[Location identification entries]
--- begin ---
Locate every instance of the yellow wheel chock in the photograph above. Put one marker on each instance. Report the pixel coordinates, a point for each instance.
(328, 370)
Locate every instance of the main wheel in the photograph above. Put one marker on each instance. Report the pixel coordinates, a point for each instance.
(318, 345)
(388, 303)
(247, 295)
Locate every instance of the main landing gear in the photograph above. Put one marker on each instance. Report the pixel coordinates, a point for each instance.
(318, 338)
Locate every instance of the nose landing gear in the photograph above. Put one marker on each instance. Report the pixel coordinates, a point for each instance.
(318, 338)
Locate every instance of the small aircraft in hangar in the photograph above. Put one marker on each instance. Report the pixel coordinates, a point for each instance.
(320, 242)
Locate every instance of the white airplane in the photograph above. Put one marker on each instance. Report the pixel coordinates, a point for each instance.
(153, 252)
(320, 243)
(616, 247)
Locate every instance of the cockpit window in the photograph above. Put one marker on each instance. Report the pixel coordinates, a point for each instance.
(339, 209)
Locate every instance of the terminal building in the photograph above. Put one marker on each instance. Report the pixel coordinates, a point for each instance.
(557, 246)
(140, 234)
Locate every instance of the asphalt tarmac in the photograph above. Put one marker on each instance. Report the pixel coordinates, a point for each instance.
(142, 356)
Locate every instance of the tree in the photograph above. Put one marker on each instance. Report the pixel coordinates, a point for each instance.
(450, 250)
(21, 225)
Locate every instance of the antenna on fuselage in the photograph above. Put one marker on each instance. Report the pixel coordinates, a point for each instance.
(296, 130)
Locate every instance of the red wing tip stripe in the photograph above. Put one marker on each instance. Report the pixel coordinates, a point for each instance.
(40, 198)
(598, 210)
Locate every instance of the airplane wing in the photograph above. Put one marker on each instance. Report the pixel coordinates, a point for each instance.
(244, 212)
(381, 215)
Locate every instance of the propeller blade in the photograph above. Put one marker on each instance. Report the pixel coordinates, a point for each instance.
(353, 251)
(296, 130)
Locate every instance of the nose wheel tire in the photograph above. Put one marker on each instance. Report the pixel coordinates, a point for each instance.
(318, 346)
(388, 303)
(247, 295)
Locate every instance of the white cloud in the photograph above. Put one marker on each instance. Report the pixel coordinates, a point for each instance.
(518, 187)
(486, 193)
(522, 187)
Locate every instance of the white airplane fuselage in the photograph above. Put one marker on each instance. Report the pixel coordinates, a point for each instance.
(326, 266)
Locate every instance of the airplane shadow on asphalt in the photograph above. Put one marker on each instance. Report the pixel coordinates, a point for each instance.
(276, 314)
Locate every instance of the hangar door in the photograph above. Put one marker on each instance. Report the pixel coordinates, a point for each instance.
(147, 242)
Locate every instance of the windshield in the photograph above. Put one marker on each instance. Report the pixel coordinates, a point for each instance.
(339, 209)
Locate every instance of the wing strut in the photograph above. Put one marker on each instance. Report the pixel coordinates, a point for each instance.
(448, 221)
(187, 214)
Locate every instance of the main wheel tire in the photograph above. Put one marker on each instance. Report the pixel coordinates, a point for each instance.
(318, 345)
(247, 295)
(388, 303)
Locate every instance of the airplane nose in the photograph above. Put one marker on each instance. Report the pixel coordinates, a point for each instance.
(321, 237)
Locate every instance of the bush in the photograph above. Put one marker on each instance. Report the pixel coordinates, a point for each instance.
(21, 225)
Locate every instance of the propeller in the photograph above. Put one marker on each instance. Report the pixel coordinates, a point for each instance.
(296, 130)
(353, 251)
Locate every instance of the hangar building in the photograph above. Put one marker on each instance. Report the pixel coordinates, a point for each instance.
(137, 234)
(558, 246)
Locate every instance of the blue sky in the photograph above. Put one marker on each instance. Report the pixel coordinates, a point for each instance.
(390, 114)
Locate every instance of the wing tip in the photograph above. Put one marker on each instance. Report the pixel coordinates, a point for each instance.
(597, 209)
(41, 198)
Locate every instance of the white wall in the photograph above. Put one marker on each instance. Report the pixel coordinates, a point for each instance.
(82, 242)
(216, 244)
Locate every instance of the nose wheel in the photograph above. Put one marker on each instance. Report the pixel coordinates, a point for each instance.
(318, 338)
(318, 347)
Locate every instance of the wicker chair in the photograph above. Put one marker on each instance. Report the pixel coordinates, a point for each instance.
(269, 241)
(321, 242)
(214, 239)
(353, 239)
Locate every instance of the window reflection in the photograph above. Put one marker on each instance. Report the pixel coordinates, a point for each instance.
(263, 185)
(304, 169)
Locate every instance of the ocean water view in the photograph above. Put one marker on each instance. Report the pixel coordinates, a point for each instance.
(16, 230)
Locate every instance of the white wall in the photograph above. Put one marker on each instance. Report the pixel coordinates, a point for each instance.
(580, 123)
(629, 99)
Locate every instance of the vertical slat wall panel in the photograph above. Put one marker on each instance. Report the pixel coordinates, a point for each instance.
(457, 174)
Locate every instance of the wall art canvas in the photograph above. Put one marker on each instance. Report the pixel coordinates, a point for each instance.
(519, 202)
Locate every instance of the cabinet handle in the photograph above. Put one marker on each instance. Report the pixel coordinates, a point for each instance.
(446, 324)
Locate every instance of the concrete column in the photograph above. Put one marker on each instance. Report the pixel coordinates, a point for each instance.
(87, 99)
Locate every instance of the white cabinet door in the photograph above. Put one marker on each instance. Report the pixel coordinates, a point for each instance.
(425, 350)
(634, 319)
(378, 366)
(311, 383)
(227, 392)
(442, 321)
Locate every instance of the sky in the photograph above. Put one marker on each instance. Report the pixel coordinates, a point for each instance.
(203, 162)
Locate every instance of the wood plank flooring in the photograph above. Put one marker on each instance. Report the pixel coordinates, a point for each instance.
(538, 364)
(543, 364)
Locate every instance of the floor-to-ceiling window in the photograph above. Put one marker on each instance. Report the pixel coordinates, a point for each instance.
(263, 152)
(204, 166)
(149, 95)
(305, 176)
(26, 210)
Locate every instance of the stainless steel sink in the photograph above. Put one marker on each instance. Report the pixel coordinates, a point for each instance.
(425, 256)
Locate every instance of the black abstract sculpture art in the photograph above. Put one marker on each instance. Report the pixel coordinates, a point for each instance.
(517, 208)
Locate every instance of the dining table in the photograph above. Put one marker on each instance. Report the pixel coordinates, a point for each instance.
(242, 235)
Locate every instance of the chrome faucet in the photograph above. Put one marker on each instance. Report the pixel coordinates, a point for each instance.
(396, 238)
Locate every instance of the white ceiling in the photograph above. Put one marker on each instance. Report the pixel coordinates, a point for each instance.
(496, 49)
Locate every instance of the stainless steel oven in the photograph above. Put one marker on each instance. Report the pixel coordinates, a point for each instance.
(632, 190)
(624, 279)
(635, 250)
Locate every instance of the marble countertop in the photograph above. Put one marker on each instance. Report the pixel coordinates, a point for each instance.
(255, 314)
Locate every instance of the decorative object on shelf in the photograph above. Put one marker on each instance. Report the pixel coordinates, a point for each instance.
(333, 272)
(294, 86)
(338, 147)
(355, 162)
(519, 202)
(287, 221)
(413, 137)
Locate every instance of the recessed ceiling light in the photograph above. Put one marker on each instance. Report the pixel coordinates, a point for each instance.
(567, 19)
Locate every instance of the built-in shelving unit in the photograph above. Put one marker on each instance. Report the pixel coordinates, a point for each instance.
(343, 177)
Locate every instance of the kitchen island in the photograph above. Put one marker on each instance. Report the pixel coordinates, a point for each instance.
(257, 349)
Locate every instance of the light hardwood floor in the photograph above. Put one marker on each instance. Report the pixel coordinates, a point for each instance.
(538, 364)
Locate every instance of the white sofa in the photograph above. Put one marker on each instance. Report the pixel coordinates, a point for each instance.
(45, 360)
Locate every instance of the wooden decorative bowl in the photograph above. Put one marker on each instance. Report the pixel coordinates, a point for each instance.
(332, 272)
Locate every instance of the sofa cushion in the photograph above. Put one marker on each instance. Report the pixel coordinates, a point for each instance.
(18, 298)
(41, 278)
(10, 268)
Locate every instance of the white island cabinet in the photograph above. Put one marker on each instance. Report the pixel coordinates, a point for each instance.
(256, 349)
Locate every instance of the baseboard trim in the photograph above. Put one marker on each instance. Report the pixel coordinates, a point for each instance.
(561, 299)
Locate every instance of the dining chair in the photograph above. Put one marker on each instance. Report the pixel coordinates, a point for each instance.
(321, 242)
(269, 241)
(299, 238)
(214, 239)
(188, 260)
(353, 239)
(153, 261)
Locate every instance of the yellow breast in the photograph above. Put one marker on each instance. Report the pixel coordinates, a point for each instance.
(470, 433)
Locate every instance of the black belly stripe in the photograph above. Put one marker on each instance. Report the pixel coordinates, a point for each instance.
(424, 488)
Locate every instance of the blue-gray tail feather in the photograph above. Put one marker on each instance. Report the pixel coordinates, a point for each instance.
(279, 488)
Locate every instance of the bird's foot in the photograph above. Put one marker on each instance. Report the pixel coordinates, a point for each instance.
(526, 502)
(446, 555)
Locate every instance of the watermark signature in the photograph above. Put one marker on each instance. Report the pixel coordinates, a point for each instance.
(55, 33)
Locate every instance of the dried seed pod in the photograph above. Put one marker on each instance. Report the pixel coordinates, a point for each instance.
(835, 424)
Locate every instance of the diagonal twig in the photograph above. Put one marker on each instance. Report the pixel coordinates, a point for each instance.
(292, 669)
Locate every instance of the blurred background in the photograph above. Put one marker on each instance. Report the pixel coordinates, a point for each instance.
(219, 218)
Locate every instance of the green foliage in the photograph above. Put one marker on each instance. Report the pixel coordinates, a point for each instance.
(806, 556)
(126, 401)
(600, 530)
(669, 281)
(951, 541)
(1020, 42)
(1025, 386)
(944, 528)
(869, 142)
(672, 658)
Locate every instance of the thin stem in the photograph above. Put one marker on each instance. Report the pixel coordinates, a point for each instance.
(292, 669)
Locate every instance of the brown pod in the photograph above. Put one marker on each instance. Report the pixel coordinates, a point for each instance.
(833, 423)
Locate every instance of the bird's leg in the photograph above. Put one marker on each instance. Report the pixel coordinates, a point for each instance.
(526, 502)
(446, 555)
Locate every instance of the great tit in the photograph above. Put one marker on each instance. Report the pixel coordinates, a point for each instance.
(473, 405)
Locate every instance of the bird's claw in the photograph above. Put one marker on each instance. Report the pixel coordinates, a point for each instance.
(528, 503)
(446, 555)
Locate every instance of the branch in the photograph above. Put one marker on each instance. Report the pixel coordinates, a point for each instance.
--- end ---
What this task involves:
Repeat exactly the lines above from the line that contains "Locate every instance of the bird's leg" through the end. Include both of these ends; leave out everything else.

Result of this exercise:
Locate every instance of the bird's leg in the photograph above. Put one marker on each instance. Report the pixel coordinates, a point for each instance.
(526, 502)
(446, 555)
Locate every instance of the great tit in the photograph above. Put one marker on each instance. Report the pixel coordinates, a point for each instance.
(473, 405)
Locate every instance of the bird's claw in the photograph above. Put one marker on each instance. Report the pixel coordinates, a point for each instance.
(528, 503)
(446, 555)
Locate every instance of the branch in the photograph above. Put one marker on each instance. Report the pixel coordinates, a point for each instance.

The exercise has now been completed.